>> BEGIN QUOTED PASSAGE

SOUND ‘ROUND: Silly kids, sex is for grandparents, too



If 27-year-old Taylor and 32-year-old Katy can proclaim sexual maturity as personal liberation, why can’t 72-year-old Debbie Harry? She’s done so since her reign as queen of New York’s infamous New Wave scene. That was when her heart was full of glass. Through four decades it’s become full of passion, romanticism and blood. She isn’t an electro-pop princess anymore. Age has turned her into something better, a real person. An eleventh Blondie album may seem inessential, but these songs represent validation for Boomers and anyone else brave enough to live and love while they still breathe. Co-writers include 25-year-old Charli XCX, 41-year-old Sia and 52-year-old Johnny Marr — whose cynicism delivers the best one-liner in the form of “Human beings are stupid beings when we’re young.” But Harry’s ebullient delivery turns almost every verse and chorus (no matter how lyrically oblique) into a truism at best or a worthwhile melody at worst. Her voice is weathered, yes. But her spirit is mostly jovial and resilient. No wonder the best songs have to do with the bedroom — this is still pop music, ya know. But notice how tender things get on the Gregory Brothers-penned breakup song. Saying goodbye to an old flame hurts, but she knows tomorrow is a day worth living. Talk about sound judgment. GRADE: A-

Key Tracks: “Already Naked” / “Long Time” / “When I Gave Up On You”

>> END QUOTED PASSAGE
>> BEGIN GIVEN ENTRIES

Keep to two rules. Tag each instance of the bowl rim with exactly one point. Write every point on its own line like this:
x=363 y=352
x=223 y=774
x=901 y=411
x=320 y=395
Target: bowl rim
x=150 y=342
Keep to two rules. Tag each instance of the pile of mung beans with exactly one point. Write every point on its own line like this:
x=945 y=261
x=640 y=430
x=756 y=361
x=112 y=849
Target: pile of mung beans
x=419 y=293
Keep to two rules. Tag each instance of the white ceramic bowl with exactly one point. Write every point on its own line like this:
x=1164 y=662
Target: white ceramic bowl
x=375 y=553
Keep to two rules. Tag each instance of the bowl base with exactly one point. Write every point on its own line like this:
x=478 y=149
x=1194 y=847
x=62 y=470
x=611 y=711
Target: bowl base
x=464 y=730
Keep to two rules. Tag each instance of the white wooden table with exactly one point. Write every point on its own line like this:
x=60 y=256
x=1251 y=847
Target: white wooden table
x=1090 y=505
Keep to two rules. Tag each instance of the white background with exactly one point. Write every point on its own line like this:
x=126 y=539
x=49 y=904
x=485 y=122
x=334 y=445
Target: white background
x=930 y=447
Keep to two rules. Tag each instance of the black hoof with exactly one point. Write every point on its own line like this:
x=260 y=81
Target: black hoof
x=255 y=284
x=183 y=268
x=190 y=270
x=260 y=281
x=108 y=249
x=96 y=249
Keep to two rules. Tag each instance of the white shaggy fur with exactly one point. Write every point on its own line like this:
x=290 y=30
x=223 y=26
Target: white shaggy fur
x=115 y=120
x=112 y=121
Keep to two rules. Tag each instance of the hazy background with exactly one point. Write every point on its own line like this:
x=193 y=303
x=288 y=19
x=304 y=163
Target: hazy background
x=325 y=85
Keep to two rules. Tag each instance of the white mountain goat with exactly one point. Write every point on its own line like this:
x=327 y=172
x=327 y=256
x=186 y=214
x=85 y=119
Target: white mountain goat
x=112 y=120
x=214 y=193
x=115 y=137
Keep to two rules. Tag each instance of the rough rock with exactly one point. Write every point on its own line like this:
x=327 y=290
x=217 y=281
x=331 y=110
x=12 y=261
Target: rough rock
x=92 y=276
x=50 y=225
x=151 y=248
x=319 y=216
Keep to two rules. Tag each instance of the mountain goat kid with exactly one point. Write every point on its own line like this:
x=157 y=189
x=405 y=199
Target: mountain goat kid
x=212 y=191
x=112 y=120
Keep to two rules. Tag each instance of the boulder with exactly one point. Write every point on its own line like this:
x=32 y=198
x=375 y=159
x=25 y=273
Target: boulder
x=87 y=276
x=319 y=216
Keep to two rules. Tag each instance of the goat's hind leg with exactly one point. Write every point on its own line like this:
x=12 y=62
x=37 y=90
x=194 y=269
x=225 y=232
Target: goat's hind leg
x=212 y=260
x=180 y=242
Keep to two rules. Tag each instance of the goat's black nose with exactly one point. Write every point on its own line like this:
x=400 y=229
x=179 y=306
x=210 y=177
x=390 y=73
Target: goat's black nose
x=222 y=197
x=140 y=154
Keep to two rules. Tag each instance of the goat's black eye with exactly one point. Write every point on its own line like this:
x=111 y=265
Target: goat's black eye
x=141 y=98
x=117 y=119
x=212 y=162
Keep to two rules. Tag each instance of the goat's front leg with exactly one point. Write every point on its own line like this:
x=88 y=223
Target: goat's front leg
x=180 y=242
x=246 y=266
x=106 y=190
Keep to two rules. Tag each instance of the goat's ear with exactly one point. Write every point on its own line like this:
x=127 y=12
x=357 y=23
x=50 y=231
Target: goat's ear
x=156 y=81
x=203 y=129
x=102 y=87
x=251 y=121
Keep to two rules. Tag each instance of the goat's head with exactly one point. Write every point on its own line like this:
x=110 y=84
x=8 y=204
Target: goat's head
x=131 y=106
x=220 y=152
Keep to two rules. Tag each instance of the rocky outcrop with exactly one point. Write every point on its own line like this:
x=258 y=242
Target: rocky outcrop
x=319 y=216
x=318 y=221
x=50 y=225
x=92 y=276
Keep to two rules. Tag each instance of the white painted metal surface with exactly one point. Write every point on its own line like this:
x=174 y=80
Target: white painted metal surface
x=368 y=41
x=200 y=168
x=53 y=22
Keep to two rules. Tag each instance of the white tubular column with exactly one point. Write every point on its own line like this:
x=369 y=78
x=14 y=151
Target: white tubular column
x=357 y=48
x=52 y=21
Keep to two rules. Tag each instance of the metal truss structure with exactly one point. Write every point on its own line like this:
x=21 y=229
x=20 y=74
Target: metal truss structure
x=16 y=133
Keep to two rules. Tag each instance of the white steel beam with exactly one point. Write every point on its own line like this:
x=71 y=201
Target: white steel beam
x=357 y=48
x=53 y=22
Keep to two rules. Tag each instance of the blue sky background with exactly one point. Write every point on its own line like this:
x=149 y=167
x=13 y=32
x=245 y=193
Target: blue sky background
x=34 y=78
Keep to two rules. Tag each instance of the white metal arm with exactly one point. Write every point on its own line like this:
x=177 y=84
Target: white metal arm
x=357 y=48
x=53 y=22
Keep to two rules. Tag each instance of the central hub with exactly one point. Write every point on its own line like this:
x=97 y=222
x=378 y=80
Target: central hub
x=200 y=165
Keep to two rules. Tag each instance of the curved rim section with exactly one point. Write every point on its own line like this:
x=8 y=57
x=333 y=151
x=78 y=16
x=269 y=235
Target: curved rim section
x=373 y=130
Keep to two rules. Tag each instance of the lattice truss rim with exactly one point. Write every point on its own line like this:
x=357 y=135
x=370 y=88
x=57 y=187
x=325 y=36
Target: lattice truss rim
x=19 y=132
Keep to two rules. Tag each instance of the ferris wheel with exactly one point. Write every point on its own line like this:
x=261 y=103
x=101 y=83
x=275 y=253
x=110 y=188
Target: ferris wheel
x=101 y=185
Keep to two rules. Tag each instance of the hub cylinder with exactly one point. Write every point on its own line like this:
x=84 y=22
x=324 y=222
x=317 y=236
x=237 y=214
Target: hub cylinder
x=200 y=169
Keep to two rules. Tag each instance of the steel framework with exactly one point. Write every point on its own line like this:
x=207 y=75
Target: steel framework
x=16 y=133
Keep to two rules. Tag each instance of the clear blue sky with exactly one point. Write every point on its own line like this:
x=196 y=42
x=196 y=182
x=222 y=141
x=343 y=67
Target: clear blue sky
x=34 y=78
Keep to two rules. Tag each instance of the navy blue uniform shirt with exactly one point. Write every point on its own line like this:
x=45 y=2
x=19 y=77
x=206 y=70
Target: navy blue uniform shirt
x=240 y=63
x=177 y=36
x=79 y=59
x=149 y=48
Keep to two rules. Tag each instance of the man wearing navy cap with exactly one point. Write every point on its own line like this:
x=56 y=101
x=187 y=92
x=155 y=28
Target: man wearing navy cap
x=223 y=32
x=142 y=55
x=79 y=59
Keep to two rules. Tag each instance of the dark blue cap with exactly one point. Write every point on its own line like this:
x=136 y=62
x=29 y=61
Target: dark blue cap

>> END GIVEN ENTRIES

(REQUEST):
Does the Blondie review support each statement below? (a) Debbie Harry is 72 years old. (b) The album receives a grade of B+. (c) The breakup song was written by Sia. Answer yes or no for each and quote the words that decide it. Rely only on the Blondie review.

(THE RESULT):
(a) Yes: "72-year-old Debbie Harry"
(b) No: "GRADE: A-"
(c) No: "the Gregory Brothers-penned breakup song"